What the task asks:
Type the records that follow again exactly as written, but drop the pictures.

━━━ The data

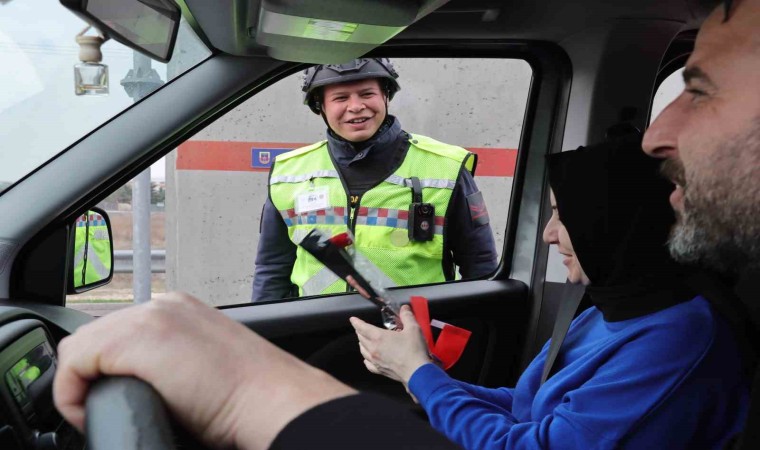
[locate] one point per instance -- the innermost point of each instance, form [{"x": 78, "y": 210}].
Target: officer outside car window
[{"x": 411, "y": 201}]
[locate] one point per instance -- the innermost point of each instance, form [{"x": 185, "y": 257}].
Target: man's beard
[{"x": 720, "y": 222}]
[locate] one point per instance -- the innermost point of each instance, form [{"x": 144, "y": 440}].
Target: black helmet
[{"x": 358, "y": 69}]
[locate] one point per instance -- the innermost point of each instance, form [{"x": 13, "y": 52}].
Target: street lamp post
[{"x": 139, "y": 82}]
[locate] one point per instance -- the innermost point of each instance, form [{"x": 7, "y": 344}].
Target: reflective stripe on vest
[{"x": 380, "y": 222}]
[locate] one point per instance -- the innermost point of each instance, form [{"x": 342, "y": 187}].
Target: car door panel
[{"x": 317, "y": 329}]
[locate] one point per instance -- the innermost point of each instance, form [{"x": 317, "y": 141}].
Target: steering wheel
[{"x": 128, "y": 414}]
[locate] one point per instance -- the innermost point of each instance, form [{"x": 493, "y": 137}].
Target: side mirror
[
  {"x": 90, "y": 252},
  {"x": 148, "y": 26}
]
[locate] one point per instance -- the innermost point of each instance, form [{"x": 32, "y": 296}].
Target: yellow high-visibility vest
[
  {"x": 379, "y": 222},
  {"x": 98, "y": 250}
]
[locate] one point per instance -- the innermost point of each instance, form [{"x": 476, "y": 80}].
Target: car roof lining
[{"x": 228, "y": 29}]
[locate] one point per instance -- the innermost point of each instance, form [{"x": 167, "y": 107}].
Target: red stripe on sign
[
  {"x": 236, "y": 156},
  {"x": 223, "y": 155},
  {"x": 495, "y": 162}
]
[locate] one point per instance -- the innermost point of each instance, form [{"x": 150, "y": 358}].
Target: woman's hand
[{"x": 395, "y": 354}]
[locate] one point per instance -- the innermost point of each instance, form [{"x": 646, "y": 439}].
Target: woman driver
[{"x": 651, "y": 365}]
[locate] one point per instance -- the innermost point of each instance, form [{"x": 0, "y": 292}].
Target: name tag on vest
[{"x": 313, "y": 200}]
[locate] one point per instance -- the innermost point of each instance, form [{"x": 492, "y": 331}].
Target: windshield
[{"x": 40, "y": 115}]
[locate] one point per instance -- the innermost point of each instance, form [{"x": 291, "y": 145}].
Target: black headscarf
[{"x": 614, "y": 204}]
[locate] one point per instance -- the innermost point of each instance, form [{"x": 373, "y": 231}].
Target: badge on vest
[{"x": 313, "y": 200}]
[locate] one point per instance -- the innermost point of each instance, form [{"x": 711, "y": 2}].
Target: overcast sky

━━━━━━

Written response:
[locate] one point per instance -- the innermost point of each instance, form [{"x": 78, "y": 210}].
Target: officer outside car window
[{"x": 411, "y": 201}]
[locate] one point per instance -- the innermost point of each instance, form [{"x": 185, "y": 257}].
Target: man's beard
[{"x": 720, "y": 222}]
[locate] one point per instance -- the innermost point of each instance, form [{"x": 144, "y": 440}].
Target: black helmet
[{"x": 358, "y": 69}]
[locate] one point per instance -- the innermost point of each instance, form [{"x": 13, "y": 52}].
Target: street lamp post
[{"x": 139, "y": 82}]
[locate] one point per instance -- the innermost point of each instance, form [{"x": 7, "y": 344}].
Target: reflective stripe on vest
[{"x": 380, "y": 222}]
[locate] one point per instance -- the innermost point of each instance, form [{"x": 342, "y": 187}].
Target: car door panel
[{"x": 317, "y": 329}]
[locate] one point per instance -- the innermost point of each instance, form [{"x": 317, "y": 141}].
Target: steering wheel
[{"x": 128, "y": 414}]
[locate] one point per instance -- the innermost point of each instance, form [{"x": 493, "y": 137}].
Target: side mirror
[
  {"x": 90, "y": 252},
  {"x": 148, "y": 26}
]
[locate] one point per instance -- the innermost point of each instance, form [{"x": 32, "y": 296}].
Target: yellow high-visibility vest
[
  {"x": 379, "y": 222},
  {"x": 98, "y": 250}
]
[locate] one point per instance -- the innermost point of each instance, form [{"x": 476, "y": 80}].
Target: car roof lining
[{"x": 228, "y": 29}]
[locate] one point per instance -- the innermost point of each instance, form [{"x": 167, "y": 107}].
Target: red stripe on sign
[
  {"x": 236, "y": 156},
  {"x": 223, "y": 155},
  {"x": 495, "y": 162}
]
[locate] one point per instance -- the innermost point of each instance, form [{"x": 150, "y": 358}].
Target: woman's hand
[{"x": 395, "y": 354}]
[locate] one point per instance -- the innermost point of each instance, form [{"x": 646, "y": 439}].
Target: woman driver
[{"x": 651, "y": 365}]
[locate] one point per instance -- the innermost point of each instance, form [{"x": 0, "y": 292}].
Target: name tag on vest
[{"x": 313, "y": 200}]
[locate] one point per instance -- the innermost point of each instance, form [{"x": 492, "y": 331}].
Target: windshield
[{"x": 40, "y": 115}]
[locate] one point per instance -- the innermost point of each instance, form [{"x": 291, "y": 145}].
Target: black headscarf
[{"x": 614, "y": 204}]
[locate] one point per instance -- the innermost point of each instance, form [{"x": 373, "y": 231}].
Target: badge on vest
[{"x": 313, "y": 200}]
[locate] one point per instance -- the innermost point of each instance, form [{"x": 711, "y": 2}].
Target: overcast sky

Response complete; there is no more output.